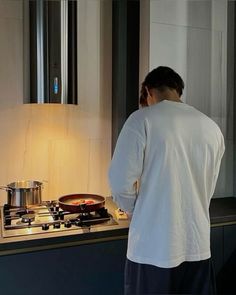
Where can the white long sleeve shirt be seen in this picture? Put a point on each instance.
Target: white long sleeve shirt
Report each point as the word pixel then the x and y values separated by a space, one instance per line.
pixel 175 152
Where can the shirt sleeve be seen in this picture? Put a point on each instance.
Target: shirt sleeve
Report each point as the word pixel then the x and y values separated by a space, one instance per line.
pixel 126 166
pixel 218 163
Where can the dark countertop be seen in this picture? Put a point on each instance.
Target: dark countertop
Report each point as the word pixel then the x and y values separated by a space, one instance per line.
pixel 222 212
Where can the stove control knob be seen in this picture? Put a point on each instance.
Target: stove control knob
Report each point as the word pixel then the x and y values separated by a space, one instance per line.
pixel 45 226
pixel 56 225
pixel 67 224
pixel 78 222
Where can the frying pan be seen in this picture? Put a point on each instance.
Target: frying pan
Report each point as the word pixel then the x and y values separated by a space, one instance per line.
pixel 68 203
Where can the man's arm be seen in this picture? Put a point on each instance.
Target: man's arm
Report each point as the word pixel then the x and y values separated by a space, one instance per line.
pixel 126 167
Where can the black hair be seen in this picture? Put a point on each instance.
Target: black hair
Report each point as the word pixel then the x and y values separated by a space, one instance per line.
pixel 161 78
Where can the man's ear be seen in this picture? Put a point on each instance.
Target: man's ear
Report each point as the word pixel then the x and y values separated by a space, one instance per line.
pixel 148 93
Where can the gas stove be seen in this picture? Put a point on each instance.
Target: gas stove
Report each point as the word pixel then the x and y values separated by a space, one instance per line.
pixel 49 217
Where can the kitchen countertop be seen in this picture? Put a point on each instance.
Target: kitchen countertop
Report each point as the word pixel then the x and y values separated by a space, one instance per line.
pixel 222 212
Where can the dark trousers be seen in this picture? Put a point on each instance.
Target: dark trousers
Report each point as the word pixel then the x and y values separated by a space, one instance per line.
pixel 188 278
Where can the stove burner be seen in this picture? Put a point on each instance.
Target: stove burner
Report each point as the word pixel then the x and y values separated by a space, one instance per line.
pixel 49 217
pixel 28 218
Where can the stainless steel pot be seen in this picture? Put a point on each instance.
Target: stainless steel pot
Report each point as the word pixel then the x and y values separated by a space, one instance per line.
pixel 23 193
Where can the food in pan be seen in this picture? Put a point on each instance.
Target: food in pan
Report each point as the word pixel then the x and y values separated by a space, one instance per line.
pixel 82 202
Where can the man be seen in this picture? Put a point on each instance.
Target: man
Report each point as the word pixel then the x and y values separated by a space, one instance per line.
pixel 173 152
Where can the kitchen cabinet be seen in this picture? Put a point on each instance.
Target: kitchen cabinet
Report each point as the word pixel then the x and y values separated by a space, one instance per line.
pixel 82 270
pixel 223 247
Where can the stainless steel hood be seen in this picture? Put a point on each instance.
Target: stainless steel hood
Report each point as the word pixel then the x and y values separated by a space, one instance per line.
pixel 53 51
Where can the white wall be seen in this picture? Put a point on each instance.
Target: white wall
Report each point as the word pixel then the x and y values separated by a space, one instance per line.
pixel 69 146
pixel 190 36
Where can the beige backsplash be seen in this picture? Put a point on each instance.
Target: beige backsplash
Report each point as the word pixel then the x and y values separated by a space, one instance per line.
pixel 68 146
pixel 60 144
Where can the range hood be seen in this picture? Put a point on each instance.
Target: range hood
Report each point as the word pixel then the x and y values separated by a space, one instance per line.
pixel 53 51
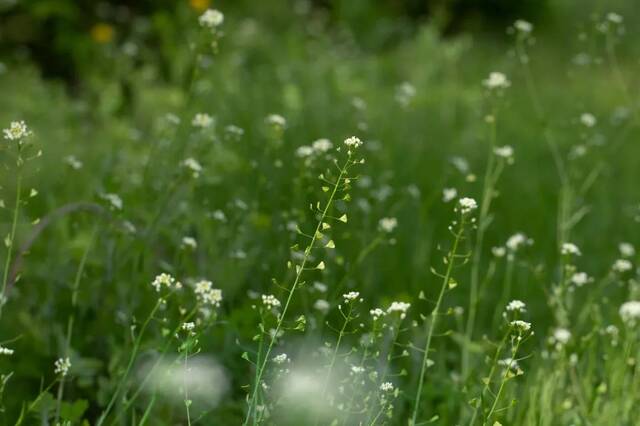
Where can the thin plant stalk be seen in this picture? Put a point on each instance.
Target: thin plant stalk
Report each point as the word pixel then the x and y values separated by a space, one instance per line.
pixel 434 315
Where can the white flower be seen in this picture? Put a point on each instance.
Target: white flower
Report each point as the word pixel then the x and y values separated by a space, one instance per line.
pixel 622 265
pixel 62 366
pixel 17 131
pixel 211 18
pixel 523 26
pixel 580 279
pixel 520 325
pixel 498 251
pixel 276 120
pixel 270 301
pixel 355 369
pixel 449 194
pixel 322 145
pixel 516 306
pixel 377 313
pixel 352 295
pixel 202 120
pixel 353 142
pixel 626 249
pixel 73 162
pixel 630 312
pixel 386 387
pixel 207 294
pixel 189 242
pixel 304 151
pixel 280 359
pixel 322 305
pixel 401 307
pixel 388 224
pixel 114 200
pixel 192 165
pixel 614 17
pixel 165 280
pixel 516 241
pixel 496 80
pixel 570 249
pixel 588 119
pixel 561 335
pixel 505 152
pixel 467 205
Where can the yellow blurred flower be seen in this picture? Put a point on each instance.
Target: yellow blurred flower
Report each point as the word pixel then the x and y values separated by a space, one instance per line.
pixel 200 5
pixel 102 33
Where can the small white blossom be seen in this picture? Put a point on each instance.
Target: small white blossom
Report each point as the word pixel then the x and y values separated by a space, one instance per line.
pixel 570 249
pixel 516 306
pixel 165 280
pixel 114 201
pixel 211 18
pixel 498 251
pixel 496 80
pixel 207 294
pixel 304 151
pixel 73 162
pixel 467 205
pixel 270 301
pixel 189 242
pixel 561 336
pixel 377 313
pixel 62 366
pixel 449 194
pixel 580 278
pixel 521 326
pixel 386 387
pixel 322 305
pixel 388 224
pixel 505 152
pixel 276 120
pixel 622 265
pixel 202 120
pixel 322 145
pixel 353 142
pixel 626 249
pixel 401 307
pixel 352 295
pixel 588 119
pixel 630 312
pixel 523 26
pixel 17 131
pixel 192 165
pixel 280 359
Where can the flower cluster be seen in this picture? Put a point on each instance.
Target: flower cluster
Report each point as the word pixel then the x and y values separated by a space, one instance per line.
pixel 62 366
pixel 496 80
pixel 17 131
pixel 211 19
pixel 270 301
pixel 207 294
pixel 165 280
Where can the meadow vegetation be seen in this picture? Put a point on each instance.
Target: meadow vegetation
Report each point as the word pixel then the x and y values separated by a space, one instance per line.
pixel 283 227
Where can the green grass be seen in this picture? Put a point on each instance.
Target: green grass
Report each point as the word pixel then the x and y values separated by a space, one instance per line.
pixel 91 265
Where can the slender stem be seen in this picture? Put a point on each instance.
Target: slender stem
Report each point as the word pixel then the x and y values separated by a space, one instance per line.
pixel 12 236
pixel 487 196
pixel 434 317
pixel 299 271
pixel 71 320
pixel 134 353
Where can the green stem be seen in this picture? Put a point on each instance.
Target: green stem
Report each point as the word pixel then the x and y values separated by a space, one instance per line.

What this task involves: Rewrite all of the material above, putting "in this image" wherever "in this picture" appears and changing nothing else. Leave the pictures out.

The reply:
Where can the white long sleeve shirt be seen in this image? Put a point on each instance.
Target: white long sleeve shirt
Report each point as the word pixel then the x and y values separated by a space, one instance per line.
pixel 175 152
Where can the shirt sleeve be seen in this image? Put a point on each instance.
Target: shirt sleeve
Report each point as the word pixel then the x and y values separated by a space, one instance per line.
pixel 126 166
pixel 218 163
Where can the dark countertop be seen in this image? Put a point on each instance.
Target: dark countertop
Report each point as the word pixel then the x and y values separated by a space, one instance per line.
pixel 222 212
Where can the stove control knob be seen in this image? Put a point on each instance.
Target: stove control knob
Report each point as the word pixel then the x and y values separated by a space, one instance per line.
pixel 45 226
pixel 56 225
pixel 67 224
pixel 78 222
Where can the frying pan be seen in this image? Put a point on each instance.
Target: frying pan
Report each point as the word pixel then the x and y values separated by a space, one instance per line.
pixel 68 203
Where can the man's arm be seen in this image? Put a point on each instance.
Target: man's arm
Report each point as the word pixel then the x and y values separated by a space, one instance per line.
pixel 126 167
Where can the black hair be seen in this image? Put a point on each instance.
Target: black hair
Report each point as the word pixel then the x and y values separated by a space, one instance per line.
pixel 161 78
Where can the man's ear be seen in this image? Put a point on each instance.
Target: man's ear
Report each point as the word pixel then the x and y values separated by a space, one instance per line.
pixel 148 93
Where can the gas stove be seen in this image? Put a point on each instance.
Target: gas stove
Report each point as the word pixel then the x and y values separated by a space, one instance per line.
pixel 49 217
Where can the kitchen countertop be seen in this image? Put a point on each instance.
Target: kitchen countertop
Report each point as the word pixel then the x and y values separated by a space, one instance per line.
pixel 222 212
Where can the dark trousers be seen in this image? Put a point on each instance.
Target: dark trousers
Report each point as the word pixel then the x and y values separated by a space, one instance per line.
pixel 188 278
Where can the stove burner be seen in this image? Put a point on each instance.
Target: stove burner
Report each point as the word pixel then the x and y values separated by a space, one instance per line.
pixel 49 217
pixel 28 218
Where can the stainless steel pot be seen in this image? Put a point on each instance.
Target: stainless steel pot
Report each point as the word pixel then the x and y values separated by a space, one instance per line.
pixel 23 193
Where can the food in pan be seen in this image? Put a point on each instance.
Target: food in pan
Report each point as the word pixel then the x and y values separated by a space, one instance per line.
pixel 82 202
Where can the man be seen in this image? Put a point on each instance.
Target: man
Report each point as the word pixel then the x and y values separated by a space, one instance per line.
pixel 173 152
Where can the kitchen cabinet be seen in this image? Put a point on each instance.
Target: kitchen cabinet
Report each point as the word pixel then the x and y values separated by a space, one instance per line.
pixel 82 270
pixel 223 247
Where can the stainless steel hood be seen in this image? Put a point on each instance.
Target: stainless steel hood
Report each point as the word pixel then the x and y values separated by a space, one instance per line.
pixel 53 51
Where can the white wall be seen in this image? Put a point on each instance.
Target: white wall
Report each point as the word pixel then the x and y values separated by a space, one instance per line.
pixel 69 146
pixel 190 36
Where can the beige backsplash be seen in this image? Put a point on each instance.
Target: beige backsplash
Report each point as the word pixel then the x and y values separated by a space, one instance per line.
pixel 68 146
pixel 60 144
Where can the range hood be seen in this image? Put a point on each instance.
Target: range hood
Report each point as the word pixel then the x and y values separated by a space, one instance per line.
pixel 53 51
Where can the thin plant stalk be seen in this image? Put a point on each instance.
Target: thin plant stalk
Report each point as the word pixel then the x and y values separated by a space, one instance per line.
pixel 434 315
Where can the white flower be seen in this image? Put a point on each instance.
Target: white flower
Report each point as the word pixel then the x and y values separated by a space, one instance per line.
pixel 622 265
pixel 62 366
pixel 17 131
pixel 211 18
pixel 523 26
pixel 580 279
pixel 520 325
pixel 498 251
pixel 276 120
pixel 270 301
pixel 355 369
pixel 449 194
pixel 322 145
pixel 516 306
pixel 377 313
pixel 352 295
pixel 202 120
pixel 353 142
pixel 626 249
pixel 73 162
pixel 630 312
pixel 386 387
pixel 207 294
pixel 189 242
pixel 304 151
pixel 280 359
pixel 322 305
pixel 401 307
pixel 388 224
pixel 114 200
pixel 192 165
pixel 614 17
pixel 165 280
pixel 516 241
pixel 496 80
pixel 570 249
pixel 588 119
pixel 561 335
pixel 505 152
pixel 467 205
Where can the yellow blurred flower be seen in this image? Put a point on each instance.
Target: yellow blurred flower
Report each point as the word pixel then the x and y values separated by a space, one instance per line.
pixel 200 5
pixel 102 33
Where can the small white blossom be seen in this image? Put a point on each instance.
Target: small white blossom
Report each point as the word pixel then the x and y values separated by a space, one instance per line.
pixel 570 249
pixel 516 306
pixel 165 280
pixel 114 201
pixel 211 18
pixel 498 251
pixel 496 80
pixel 207 294
pixel 304 151
pixel 73 162
pixel 467 205
pixel 270 301
pixel 189 242
pixel 561 336
pixel 377 313
pixel 62 366
pixel 449 194
pixel 580 278
pixel 521 326
pixel 386 387
pixel 322 305
pixel 388 224
pixel 505 152
pixel 276 120
pixel 622 265
pixel 202 120
pixel 322 145
pixel 353 142
pixel 626 249
pixel 401 307
pixel 352 295
pixel 588 119
pixel 630 312
pixel 523 26
pixel 17 131
pixel 192 165
pixel 280 359
Where can the flower cluster be seen in this image? Put a point on each instance.
Target: flower cluster
Report each point as the word pixel then the x and y values separated by a space, one instance per line.
pixel 62 366
pixel 496 80
pixel 17 131
pixel 211 19
pixel 270 301
pixel 207 294
pixel 165 280
Where can the meadow vegetation be seen in this image? Put a point on each instance.
Target: meadow vegetation
Report each point as the word pixel then the x and y values separated by a space, one instance per line.
pixel 283 227
Where can the green grass be seen in this image? Put a point on each instance.
Target: green grass
Report each point as the word pixel then the x and y values separated by a space, one instance per line.
pixel 91 265
Where can the slender stem be seen in this image? Put a point on each instance.
Target: slender stem
Report each point as the word pixel then the x and y values separated by a space, one instance per line.
pixel 12 236
pixel 487 196
pixel 434 317
pixel 299 271
pixel 71 320
pixel 134 353
Where can the green stem be seen in this image? Put a point on each instance.
Target: green stem
Report each point as the word pixel then the x and y values separated by a space, one instance per line.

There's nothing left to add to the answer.